Passage given:
The first time I traveled to Paris, I stayed in a little dump of a hotel off the Canal St. Martin. The Place de la Republique and its environs became the first French playground for me and my new wife. When we retuned to the city five years later, it was the first place we visited even though our hotel that time was in a different part of town. I have magical memories of the park and the canal and all the avenues and little side streets leading into them. I can still remember every bar and restaurant we patronized, including the one that had been disappointingly and inexplicably converted into a Tex-Mex restaurant on our return visit.
I know other people have been directly impacted by these attacks. The assault on my memory is a small thing. And, yet, it saddens me.
On Sunday night, the sound of what may have been a firecracker, or a light fixture blowing a circuit breaker at a restaurant near the Place de la Republique, where a vigil was taking place, ignited an extraordinary panic. People stampeded out of restaurants, bars and stores across a two-mile-wide sector of the city as false warnings of gunshots erupted on Twitter. Some dived into news vans. Hotels turned off their lights as employees huddled behind chairs. One woman flung herself into the Canal St. Martin.
“Suddenly people were running and screaming everywhere, going in every direction,” said Omar Zahiri, a 50-year-old lawyer attending the vigil. “I said, ‘Stop running like a crazy person, calm down.’ But they didn’t. They kept running.”
I’d visit the Place de la Republique tomorrow if I could. I’d take my whole family there. It’s a wonderfully vibrant place. But, yeah, I’d have to be vigilant, and a firecracker might send me into survival mode. And that’s not the place I remember.
We have nothing to fear, but fear itself.
Absolutely! That’s why the reactions on blogs have become quite similar to reporters writing their pages for the MSM. The mess colonial powers have made in Africa and the Middle East before WWII has its effects generations later.
The pre-emptive bullshit of the US and its Congress is pure criminal. The choice to fight a war should be as a last resort. The mental damage to individuals, children cannot be healed in a lifetime. I have friends who were interned in Japanese camps in Indonesia as a young child. They are bodies with a broken soul, feelings and trust are completed shattered .. they have lived an insecure life.

Prompt A: Collect every line in the rows that contains the word "coastline".

Input rows:
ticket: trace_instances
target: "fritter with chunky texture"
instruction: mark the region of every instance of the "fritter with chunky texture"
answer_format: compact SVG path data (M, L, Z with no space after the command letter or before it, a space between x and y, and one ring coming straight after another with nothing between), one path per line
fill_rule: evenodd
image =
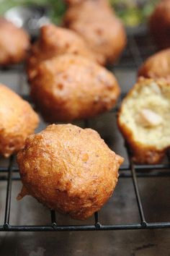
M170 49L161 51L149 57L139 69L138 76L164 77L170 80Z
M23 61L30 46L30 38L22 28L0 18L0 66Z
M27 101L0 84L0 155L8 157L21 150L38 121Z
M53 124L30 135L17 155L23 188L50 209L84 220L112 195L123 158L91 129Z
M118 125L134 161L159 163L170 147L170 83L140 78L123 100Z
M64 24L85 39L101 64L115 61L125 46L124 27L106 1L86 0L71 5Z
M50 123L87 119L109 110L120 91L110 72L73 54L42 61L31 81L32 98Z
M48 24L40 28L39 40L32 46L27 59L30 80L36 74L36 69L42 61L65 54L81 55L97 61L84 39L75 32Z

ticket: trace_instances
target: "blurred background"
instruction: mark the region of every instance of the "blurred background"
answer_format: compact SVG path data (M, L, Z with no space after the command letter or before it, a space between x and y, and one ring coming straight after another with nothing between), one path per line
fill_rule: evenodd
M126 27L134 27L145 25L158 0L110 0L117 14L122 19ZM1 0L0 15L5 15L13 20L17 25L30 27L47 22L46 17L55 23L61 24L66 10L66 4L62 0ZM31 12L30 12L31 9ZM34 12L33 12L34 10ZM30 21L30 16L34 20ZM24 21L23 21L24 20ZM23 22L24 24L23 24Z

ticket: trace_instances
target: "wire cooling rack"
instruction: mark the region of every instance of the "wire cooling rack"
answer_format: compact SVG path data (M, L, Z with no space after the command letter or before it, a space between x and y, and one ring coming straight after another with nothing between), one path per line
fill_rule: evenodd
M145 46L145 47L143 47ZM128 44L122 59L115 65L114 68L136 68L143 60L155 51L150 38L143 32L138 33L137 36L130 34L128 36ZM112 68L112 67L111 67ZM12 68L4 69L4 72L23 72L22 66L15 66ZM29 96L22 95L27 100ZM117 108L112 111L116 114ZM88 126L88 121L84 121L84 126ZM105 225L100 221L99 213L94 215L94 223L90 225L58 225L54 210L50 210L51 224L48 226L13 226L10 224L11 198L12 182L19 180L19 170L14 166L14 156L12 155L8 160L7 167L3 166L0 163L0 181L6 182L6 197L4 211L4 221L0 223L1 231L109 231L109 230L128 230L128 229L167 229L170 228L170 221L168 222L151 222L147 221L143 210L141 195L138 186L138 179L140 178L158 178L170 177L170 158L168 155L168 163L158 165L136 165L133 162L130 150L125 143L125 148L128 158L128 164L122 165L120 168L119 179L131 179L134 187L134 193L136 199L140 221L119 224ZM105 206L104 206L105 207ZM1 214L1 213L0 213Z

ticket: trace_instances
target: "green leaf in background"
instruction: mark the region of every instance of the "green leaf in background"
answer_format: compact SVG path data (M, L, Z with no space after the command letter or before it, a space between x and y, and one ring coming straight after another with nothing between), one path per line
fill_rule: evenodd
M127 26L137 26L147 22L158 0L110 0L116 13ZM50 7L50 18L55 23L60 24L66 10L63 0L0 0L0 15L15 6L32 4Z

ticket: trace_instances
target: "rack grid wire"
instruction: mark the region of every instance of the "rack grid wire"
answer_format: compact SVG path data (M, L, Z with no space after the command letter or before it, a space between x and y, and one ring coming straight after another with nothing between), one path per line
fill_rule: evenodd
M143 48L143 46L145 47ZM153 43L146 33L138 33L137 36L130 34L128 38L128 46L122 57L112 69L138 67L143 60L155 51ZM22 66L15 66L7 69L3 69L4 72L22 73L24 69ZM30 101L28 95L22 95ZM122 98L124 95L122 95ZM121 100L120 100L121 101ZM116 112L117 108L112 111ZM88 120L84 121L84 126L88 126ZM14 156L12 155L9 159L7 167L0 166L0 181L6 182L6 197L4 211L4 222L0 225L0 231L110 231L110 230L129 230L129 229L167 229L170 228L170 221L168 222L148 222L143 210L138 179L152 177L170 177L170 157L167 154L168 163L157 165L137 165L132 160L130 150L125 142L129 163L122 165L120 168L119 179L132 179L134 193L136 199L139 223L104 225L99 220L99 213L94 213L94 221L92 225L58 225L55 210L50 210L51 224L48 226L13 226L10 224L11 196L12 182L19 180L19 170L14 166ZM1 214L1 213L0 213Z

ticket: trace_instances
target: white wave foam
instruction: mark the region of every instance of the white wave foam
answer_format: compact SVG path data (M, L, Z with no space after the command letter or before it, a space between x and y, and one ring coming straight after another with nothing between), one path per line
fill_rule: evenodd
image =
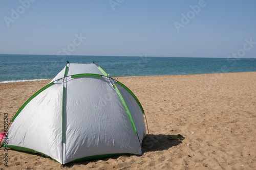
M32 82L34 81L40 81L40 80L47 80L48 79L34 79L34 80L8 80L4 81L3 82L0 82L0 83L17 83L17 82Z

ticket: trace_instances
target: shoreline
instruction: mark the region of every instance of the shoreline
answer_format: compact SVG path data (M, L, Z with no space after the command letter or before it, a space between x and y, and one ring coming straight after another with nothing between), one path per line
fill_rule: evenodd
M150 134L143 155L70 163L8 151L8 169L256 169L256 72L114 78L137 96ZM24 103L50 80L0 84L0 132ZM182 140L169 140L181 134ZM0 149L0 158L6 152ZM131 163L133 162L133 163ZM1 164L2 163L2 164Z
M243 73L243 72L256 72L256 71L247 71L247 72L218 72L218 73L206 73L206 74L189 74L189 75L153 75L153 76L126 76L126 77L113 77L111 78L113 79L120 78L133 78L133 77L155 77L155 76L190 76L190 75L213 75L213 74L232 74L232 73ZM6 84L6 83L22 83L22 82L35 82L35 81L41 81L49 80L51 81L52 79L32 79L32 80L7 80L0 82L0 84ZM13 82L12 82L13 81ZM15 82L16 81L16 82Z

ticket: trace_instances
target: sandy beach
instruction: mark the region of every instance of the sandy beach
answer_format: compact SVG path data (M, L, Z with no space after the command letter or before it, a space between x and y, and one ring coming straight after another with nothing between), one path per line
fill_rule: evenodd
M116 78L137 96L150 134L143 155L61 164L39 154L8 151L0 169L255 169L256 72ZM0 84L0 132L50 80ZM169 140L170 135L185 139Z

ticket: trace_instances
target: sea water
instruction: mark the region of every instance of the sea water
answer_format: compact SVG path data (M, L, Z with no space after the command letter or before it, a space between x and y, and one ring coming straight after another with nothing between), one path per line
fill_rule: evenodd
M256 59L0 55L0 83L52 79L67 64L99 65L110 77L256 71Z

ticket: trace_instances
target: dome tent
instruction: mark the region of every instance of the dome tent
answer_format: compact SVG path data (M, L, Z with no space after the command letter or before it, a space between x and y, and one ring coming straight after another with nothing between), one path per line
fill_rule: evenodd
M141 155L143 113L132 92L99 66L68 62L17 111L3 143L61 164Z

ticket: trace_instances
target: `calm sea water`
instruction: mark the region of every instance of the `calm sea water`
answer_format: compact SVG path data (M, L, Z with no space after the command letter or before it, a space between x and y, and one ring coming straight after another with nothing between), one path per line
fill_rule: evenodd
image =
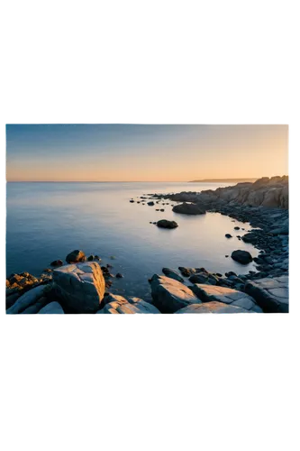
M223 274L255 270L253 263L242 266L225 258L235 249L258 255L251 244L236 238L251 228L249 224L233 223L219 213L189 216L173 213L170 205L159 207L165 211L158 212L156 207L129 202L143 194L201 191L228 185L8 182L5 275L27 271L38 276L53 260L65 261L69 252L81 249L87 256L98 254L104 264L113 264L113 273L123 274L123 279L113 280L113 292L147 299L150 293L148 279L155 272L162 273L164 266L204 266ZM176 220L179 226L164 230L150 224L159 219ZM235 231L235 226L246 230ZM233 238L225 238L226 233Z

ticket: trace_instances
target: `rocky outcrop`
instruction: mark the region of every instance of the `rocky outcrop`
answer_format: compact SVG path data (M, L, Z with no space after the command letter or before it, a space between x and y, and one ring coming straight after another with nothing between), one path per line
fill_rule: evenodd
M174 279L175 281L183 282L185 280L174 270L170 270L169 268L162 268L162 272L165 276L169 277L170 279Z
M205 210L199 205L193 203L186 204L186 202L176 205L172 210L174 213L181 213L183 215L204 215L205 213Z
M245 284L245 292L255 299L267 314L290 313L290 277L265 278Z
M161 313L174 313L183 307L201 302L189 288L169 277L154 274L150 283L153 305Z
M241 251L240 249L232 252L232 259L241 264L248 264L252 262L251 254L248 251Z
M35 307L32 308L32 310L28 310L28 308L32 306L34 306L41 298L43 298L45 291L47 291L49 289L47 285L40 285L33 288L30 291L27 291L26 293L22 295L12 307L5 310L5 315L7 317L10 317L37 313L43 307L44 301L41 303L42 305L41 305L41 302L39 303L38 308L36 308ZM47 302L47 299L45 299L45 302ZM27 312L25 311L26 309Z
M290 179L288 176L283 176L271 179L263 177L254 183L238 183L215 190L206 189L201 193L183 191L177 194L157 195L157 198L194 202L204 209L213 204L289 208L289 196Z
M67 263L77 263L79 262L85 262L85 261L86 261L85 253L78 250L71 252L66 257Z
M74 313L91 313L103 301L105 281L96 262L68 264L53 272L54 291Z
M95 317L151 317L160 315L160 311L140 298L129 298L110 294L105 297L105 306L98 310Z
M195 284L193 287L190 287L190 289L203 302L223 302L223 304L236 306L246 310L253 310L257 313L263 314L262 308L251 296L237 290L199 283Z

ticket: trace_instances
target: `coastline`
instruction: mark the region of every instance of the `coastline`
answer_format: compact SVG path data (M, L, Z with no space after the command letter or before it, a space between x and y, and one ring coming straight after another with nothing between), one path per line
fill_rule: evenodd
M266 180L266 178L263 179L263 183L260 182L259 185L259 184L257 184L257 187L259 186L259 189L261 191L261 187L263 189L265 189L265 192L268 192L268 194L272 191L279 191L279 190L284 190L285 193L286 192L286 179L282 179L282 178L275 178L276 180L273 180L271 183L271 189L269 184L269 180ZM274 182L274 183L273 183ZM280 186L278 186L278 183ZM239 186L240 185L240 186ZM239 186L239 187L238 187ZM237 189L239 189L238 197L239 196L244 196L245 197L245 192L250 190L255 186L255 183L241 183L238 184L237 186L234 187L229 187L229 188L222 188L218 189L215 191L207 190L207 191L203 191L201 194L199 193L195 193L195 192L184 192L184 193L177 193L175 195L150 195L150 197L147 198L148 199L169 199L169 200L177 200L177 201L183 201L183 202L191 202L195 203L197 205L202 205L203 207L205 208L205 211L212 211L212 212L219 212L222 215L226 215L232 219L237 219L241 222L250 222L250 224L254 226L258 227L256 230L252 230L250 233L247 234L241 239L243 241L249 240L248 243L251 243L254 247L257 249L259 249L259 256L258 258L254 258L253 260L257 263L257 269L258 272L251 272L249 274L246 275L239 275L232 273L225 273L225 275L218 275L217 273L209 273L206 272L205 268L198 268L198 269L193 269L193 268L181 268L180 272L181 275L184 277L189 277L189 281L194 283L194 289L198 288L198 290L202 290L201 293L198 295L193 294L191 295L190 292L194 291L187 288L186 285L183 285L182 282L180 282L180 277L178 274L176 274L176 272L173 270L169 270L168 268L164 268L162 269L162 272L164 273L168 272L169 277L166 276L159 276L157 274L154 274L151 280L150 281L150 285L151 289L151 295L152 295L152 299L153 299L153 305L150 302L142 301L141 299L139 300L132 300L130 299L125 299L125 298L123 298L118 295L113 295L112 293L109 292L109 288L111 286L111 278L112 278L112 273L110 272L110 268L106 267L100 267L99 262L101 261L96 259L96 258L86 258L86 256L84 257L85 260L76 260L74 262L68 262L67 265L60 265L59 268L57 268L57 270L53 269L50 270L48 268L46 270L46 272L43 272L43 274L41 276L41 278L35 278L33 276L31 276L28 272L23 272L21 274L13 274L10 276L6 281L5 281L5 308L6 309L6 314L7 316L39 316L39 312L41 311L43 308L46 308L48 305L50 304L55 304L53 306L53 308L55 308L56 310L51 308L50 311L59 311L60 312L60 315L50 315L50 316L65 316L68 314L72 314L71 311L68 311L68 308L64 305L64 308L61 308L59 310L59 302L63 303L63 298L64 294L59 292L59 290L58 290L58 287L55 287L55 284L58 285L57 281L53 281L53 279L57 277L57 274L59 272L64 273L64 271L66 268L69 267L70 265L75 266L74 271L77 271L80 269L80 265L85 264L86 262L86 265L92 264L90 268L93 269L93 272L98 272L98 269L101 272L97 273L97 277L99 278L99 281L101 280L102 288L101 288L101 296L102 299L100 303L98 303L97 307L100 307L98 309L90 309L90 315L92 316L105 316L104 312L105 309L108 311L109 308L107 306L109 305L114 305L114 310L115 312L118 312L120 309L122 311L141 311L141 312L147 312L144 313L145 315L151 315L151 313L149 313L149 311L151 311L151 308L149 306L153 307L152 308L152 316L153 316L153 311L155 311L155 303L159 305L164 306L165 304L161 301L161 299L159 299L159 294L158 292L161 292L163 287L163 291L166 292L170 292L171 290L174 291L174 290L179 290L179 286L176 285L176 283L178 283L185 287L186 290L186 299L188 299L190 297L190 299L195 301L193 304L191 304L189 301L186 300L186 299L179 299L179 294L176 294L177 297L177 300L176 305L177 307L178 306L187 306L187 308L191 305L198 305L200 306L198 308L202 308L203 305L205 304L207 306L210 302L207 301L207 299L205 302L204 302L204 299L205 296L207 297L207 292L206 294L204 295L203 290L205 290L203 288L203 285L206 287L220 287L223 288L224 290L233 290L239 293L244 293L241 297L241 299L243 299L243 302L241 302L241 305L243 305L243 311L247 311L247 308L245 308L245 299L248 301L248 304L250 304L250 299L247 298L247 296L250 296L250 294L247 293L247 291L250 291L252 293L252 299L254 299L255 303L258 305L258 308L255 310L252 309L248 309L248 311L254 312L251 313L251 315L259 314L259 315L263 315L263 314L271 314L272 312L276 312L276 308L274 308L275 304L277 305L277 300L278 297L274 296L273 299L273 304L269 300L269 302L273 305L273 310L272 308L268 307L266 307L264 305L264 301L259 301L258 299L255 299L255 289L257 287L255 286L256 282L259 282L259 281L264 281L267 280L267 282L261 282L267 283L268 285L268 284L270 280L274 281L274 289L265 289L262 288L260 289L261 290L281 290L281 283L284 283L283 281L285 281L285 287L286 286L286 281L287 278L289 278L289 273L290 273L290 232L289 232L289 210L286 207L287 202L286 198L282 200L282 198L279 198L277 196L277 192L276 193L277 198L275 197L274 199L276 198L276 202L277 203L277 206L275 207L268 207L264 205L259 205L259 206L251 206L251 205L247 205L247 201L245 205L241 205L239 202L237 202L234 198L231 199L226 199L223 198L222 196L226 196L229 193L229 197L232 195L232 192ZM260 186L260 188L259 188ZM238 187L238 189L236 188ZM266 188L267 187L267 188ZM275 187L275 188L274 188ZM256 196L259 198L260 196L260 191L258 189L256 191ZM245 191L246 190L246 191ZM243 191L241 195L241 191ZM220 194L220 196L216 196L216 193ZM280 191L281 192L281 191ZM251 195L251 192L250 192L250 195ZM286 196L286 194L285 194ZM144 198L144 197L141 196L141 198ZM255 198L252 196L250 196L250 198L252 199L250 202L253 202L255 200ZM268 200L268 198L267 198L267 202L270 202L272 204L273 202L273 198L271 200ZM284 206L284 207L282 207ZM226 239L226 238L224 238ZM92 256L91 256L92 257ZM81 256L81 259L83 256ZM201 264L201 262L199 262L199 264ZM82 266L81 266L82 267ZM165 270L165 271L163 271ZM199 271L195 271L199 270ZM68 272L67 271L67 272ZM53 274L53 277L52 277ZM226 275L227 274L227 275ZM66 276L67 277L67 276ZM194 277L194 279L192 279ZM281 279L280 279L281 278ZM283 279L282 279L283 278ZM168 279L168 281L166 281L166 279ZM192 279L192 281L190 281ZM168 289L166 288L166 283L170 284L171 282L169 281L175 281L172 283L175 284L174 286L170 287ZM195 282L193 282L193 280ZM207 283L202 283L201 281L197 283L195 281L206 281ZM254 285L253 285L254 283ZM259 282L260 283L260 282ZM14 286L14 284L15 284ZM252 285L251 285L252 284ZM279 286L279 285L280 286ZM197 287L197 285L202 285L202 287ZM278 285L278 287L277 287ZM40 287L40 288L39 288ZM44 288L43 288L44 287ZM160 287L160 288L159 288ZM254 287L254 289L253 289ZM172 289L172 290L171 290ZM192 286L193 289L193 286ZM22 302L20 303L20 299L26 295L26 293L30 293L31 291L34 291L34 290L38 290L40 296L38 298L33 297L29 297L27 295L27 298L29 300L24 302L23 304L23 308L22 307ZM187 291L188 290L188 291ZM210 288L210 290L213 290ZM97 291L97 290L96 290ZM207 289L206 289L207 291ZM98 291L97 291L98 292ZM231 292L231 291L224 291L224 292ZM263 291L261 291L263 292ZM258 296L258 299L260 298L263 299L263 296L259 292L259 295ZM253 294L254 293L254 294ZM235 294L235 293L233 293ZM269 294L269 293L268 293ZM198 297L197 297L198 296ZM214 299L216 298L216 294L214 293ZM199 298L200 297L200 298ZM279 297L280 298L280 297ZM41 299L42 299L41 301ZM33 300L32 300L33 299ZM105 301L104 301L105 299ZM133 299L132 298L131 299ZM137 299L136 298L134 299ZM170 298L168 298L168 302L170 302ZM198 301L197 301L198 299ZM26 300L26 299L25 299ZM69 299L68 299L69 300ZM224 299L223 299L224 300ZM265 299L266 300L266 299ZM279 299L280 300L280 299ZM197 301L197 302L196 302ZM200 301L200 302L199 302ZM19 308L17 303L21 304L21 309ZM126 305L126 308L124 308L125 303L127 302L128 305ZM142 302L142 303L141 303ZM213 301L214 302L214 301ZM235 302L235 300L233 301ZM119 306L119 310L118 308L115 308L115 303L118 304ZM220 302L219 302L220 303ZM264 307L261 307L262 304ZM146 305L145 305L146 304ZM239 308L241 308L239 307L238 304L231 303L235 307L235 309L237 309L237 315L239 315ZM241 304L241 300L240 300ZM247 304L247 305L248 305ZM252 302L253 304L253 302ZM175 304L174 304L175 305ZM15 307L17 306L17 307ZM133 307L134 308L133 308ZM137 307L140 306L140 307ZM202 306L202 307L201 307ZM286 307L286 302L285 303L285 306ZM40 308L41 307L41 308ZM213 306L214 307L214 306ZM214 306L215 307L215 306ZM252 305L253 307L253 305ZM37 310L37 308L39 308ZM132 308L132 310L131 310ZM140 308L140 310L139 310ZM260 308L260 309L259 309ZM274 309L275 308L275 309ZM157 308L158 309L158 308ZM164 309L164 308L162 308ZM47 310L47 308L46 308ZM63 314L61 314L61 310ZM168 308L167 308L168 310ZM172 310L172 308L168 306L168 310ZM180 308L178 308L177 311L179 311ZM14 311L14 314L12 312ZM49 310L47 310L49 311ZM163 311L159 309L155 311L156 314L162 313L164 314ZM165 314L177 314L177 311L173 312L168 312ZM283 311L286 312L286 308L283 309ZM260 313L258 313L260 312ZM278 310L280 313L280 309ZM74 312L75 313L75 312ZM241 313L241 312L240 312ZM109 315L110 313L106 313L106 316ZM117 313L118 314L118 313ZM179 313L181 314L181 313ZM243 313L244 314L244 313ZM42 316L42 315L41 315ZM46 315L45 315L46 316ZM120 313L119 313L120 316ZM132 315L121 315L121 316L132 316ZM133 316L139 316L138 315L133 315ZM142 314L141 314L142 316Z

Prompt B:
Answer these questions from the passage about Paris:
(i) Where was the hotel the writer stayed in on the first trip to Paris?
(ii) What is Omar Zahiri's occupation?
(iii) In which camps were the friends mentioned near the end interned as children?

Complete output A:
target: `coastline`
instruction: mark the region of every instance of the `coastline`

Complete output B:
(i) Off the Canal St. Martin.
(ii) He is a lawyer.
(iii) Japanese camps in Indonesia.